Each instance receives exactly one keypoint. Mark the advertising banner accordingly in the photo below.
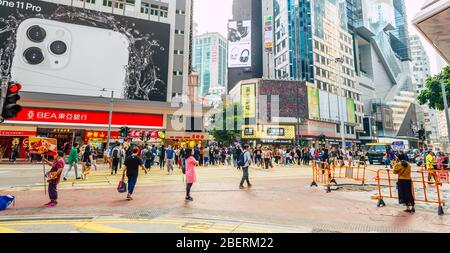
(56, 117)
(344, 113)
(324, 100)
(61, 49)
(239, 44)
(42, 146)
(268, 132)
(313, 103)
(351, 111)
(248, 100)
(268, 33)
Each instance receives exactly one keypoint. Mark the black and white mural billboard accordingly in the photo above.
(60, 49)
(239, 44)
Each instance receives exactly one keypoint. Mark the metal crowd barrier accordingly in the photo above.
(387, 187)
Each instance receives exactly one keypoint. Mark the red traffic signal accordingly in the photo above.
(14, 88)
(10, 107)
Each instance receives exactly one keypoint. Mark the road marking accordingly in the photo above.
(100, 228)
(5, 230)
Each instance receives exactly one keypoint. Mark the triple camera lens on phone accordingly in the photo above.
(34, 55)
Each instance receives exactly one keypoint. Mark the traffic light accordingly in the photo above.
(10, 107)
(123, 132)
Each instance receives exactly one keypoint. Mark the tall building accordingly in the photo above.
(134, 50)
(247, 22)
(383, 68)
(312, 43)
(432, 21)
(210, 62)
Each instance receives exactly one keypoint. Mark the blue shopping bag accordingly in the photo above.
(6, 201)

Task to complete: Reproduce all of the material exactly, apart from the pictures.

Answer box:
Each instance receives exactly one keypoint. Mark the advertising banner accordingly in the photo below.
(56, 117)
(344, 113)
(324, 100)
(61, 49)
(239, 44)
(42, 146)
(268, 132)
(313, 103)
(351, 111)
(248, 100)
(268, 33)
Each instance receives exactly one keypoint. Mark the black and white mural billboard accordingly in the photo above.
(60, 49)
(239, 44)
Each instance receives exactly one keypoint. Mark the metal crowd barrier accordingly in the photo above.
(387, 187)
Each instance receives exactly one keypoint. Mark the red traffic signal accordingly in the photo above.
(14, 88)
(10, 107)
Each instance receives exactly one keypoint. Mark the road marking accordingly in the photo above.
(100, 228)
(5, 230)
Each instance receives exactly one keypoint. Mark the triple camera lens on phone accordingly in the photo above.
(34, 55)
Each instance receives exactly one keypoint. Mark the traffic light accordingly in the photo above.
(10, 107)
(123, 132)
Each instance receives exactly one keypoint. Mark the tall building accordingly in the photo above.
(134, 50)
(247, 22)
(383, 68)
(312, 43)
(432, 21)
(210, 62)
Each instance receives exactly one keypoint. Mark the blue shopping bag accordingly in the photo above.
(6, 201)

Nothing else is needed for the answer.